## STATED PROBLEM:
List each line in the items below that contains the word "object". Case matters.

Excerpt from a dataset
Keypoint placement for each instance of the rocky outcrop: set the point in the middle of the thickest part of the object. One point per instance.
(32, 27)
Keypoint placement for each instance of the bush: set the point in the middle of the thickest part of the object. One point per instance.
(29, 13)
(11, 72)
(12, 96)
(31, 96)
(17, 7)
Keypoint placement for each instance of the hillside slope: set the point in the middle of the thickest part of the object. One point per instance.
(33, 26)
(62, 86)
--
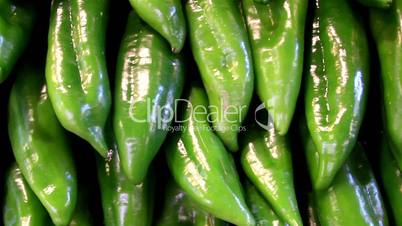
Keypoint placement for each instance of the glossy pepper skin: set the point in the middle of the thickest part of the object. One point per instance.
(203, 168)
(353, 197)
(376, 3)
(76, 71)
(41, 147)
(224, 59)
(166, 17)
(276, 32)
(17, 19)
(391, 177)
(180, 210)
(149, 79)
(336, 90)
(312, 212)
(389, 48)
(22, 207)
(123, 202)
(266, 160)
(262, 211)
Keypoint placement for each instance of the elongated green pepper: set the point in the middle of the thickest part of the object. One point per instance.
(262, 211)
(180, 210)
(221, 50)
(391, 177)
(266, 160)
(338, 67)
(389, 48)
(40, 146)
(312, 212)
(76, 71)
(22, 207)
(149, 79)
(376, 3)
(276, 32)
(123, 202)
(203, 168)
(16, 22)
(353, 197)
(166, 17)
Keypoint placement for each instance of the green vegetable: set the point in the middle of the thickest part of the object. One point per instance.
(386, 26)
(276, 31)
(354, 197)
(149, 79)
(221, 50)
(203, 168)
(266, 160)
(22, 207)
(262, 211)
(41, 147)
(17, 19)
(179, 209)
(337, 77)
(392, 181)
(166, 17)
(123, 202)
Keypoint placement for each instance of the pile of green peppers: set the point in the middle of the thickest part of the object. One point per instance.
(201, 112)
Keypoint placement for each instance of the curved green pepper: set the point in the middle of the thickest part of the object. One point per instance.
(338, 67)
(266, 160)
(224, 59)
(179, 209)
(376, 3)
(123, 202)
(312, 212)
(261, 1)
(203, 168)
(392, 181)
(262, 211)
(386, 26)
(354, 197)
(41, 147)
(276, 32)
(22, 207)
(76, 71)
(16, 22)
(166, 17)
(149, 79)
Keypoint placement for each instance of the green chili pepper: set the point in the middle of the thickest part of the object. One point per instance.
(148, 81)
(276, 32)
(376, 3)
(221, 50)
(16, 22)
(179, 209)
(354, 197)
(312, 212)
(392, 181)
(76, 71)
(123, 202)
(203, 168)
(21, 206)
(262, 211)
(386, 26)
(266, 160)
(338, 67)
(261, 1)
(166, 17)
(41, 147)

## THE COMPLETED TASK:
Keypoint placement for each instance of the rocky outcrop: set the point in the middle of the thickest part of the object. One point per instance.
Keypoint placement for each instance of the bush: set the point in the middle of the thickest part of the object. One point per instance.
Keypoint placement for each instance of the hillside slope: set the point in the middle of the thickest part of the object. One point per instance.
Keypoint placement for each instance of the glossy pepper skin: set the point in the middle of the thickest part of the object. One point per instance.
Keypoint placement for each instance of the elongated green pepper: set the point in the middle of the thickest part of the object. One point per instance.
Keypoint placement for each instance of the green vegetable: set the point in the middle of the thickest part of the object. One point per instance.
Keypoint placement for each instance of the pile of green peppers: set the point in the middle of the thickest part of the object. One point per instance.
Keypoint placement for each instance of the curved green pepper: set the point in the middle of the thickest part of the object. One point per instance.
Keypoint placement for each instance of the green chili pepper: set the point in the middle of the thickest part of the object. One point per instance.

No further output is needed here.